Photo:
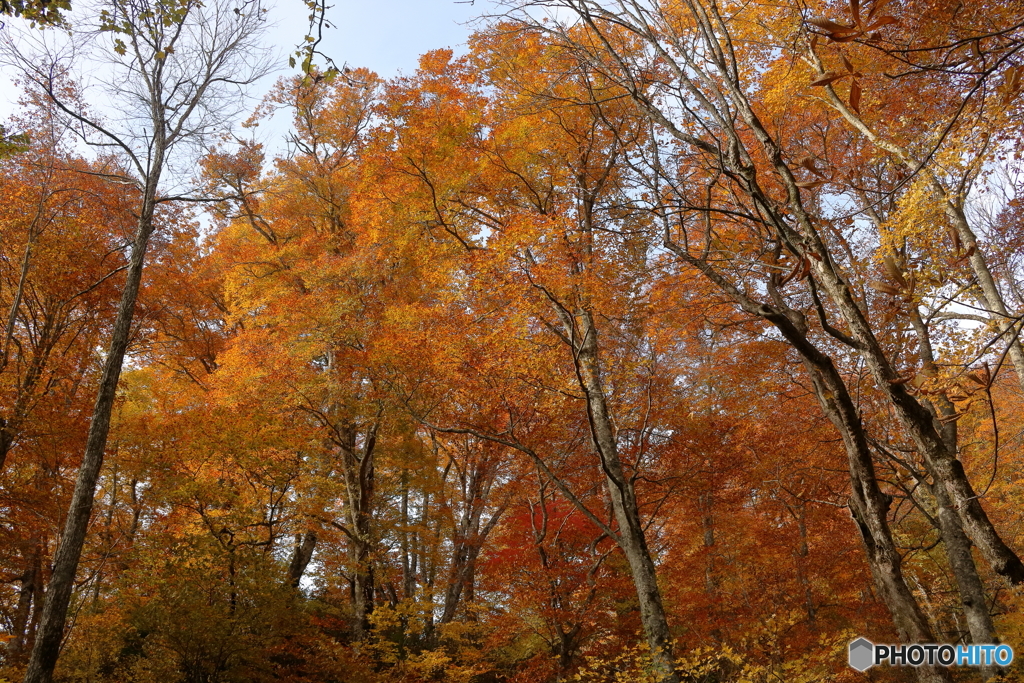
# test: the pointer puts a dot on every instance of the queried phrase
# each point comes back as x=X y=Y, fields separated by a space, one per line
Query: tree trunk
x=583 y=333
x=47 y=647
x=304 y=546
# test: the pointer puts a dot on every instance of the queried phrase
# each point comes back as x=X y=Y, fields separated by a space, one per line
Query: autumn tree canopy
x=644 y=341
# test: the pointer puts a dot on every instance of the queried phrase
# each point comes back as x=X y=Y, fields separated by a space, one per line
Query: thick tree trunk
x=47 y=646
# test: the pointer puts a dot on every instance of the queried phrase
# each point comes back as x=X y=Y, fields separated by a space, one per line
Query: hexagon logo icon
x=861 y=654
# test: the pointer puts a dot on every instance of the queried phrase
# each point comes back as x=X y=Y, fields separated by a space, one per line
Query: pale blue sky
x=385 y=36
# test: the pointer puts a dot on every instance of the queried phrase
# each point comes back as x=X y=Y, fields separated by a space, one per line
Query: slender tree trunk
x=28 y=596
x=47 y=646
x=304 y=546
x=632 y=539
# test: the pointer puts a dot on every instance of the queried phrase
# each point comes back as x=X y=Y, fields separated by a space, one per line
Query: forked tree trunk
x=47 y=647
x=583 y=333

____

# Task details
List every line of the listing above that contains the word "trunk", treating uppercase and lowercase letters as different.

# Response below
Query: tree trunk
Query: thick tree trunk
Query: slender tree trunk
Query: forked tree trunk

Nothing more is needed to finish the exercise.